◆ **Excerpted text**:
===============
Human beings are amazing. A mere two weeks after the lockdown started, most people had adapted to a remote world. Kids were learning soccer on Zoom, personal trainers adapted, cooking and baking classes moved to zoom—but I really did not expect theater and filmmaking to adapt in this world.
But, adapt they did. Zoomtheater and Zoommovies are a thing now, 4 months into the pandemic—for example, Host is a horror movie, made on Zoom.
Are these pieces any good? Well, it depends — film, which is asynchronous (i.e. shot and edited before the viewer sees it), can be just as good. For theater, which is delivered in real time, the remote version is not as good as when the cast and crew are in the same location. But the ability to adapt, the ability to even try this, makes me optimistic.
For a polished spin on quarantine filming, look at Mythic Quest, which is on Apple TV. They were filming the second season when the pandemic shut things down. This article outlines what the crew and cast did to shoot a “pandemic” episode that is part of Season 1. They used iPhones with prosumer film software, mics, and shot in all natural light, since lighting is one of the harder parts of filmmaking. They then edited it together to make it look like it was shot on Zoom.
On the other hand, some of Princess Bride’s celebrity cast decided to make a fan fiction, and it’s very clear that it’s shot by non-professionals, embracing the reality of shooting in different locations, with no crew.
In a scene with Diego Luna and Jack Black, they create continuity from two different locations in amazing ways: Diego throws down a green rope tried to a tree in his house and Jack, who is lying on a set of stairs in his house, grabs a hose that is thrown down to him. Diego lifts, Jack clambers, until finally, Jack is back at the top of the mountain (stairs). It’s really well done!
===============
◆ **Dataset records**:

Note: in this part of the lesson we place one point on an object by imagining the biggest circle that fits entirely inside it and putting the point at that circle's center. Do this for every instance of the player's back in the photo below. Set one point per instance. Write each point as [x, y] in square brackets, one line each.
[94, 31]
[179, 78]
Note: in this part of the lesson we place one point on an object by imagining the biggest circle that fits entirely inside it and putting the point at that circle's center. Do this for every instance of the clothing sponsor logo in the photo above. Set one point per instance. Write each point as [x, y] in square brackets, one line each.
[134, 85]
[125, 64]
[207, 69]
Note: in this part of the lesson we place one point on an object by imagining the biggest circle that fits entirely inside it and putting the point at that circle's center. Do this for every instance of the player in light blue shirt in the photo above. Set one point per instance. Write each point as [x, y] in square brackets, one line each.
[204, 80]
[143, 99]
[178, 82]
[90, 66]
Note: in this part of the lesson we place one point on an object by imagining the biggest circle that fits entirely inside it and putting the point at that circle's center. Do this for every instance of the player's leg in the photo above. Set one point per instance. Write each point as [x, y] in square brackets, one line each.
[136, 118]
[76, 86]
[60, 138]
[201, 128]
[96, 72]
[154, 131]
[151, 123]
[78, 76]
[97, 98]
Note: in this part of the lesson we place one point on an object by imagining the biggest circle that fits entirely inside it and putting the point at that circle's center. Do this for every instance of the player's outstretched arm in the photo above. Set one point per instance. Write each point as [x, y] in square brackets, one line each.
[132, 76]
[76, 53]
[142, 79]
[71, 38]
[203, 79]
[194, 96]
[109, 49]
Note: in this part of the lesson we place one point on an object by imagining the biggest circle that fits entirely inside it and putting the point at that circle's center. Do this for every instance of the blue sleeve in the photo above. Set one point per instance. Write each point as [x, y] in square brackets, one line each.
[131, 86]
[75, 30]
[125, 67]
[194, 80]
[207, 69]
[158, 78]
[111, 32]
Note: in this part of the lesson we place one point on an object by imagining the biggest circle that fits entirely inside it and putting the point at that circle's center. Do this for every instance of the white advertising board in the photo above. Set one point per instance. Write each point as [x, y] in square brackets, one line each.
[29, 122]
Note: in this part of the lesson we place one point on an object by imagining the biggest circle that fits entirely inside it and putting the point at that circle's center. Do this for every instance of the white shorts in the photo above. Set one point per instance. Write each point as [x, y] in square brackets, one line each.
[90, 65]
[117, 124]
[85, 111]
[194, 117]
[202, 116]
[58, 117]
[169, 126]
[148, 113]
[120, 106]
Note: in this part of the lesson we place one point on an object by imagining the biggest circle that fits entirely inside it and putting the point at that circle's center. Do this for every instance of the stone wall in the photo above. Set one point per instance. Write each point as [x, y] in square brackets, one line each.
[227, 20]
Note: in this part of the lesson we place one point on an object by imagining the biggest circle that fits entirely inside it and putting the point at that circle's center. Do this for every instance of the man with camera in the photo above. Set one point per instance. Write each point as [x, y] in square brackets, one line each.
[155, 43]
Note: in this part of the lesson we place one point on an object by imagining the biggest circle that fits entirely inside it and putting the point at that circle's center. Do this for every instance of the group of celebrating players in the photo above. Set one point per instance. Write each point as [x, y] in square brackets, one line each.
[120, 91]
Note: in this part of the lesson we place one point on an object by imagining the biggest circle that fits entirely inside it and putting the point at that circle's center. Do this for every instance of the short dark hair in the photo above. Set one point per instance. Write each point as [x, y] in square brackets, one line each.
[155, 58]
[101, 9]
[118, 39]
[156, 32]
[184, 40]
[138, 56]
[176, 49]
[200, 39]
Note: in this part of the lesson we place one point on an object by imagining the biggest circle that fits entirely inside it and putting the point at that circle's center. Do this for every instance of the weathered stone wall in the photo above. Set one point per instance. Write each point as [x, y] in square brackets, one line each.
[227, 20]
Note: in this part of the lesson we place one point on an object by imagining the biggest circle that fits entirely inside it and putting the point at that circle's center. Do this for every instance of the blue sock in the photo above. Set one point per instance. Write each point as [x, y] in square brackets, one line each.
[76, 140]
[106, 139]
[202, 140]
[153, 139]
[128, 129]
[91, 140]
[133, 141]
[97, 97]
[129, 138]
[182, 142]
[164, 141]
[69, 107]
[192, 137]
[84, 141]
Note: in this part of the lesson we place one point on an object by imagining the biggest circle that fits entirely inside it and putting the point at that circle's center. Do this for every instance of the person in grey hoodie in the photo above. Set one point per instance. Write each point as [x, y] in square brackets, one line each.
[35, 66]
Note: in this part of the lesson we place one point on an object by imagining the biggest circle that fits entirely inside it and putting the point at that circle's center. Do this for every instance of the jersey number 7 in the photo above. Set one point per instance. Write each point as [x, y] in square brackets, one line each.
===============
◆ **Work order 1**: Can you reproduce the lockdown filmmaking text word for word, from "For a polished" to "with no crew."?
◆ **Work order 2**: Could you carry the piece on pandemic-era theater and film forward, starting right after its last sentence?

◆ **Response 1**:
For a polished spin on quarantine filming, look at Mythic Quest, which is on Apple TV. They were filming the second season when the pandemic shut things down. This article outlines what the crew and cast did to shoot a “pandemic” episode that is part of Season 1. They used iPhones with prosumer film software, mics, and shot in all natural light, since lighting is one of the harder parts of filmmaking. They then edited it together to make it look like it was shot on Zoom.
On the other hand, some of Princess Bride’s celebrity cast decided to make a fan fiction, and it’s very clear that it’s shot by non-professionals, embracing the reality of shooting in different locations, with no crew.

◆ **Response 2**:
This would never have been considered acceptable pre-pandemic, but with a new set of rules for the world, there’s a new set of expectations. All film-watching requires the “willing suspension of disbelief,” and for these pandemic-pictures (panpics?), the suspension of disbelief has to be extended. But they are so entertaining!
Theater, unlike film, is synchronous – everything is live. This makes it much harder to adapt to a remote environment. While in film, you can do an extreme close up to show the twitch of an eyebrow, theater acting is “bigger,” so that the person in the last row can have the same read of a scene as someone sitting in the front. So Zoomtheater and the innovations there are harder to adapt to the pandemic. But theater has adapted, too. And if the pandemic stretches out, theater will have to continue to adapt. Imagine if there was a plugin that:
- allows a lighting tech to set the stage by adding a virtual background and virtual lighting to make people seem like they’re in the same room, with the mood lighting the director wants.
- controls which person is “shown” to the audience during a live performance. That way, the tech can make sure the right face is shown at the right time.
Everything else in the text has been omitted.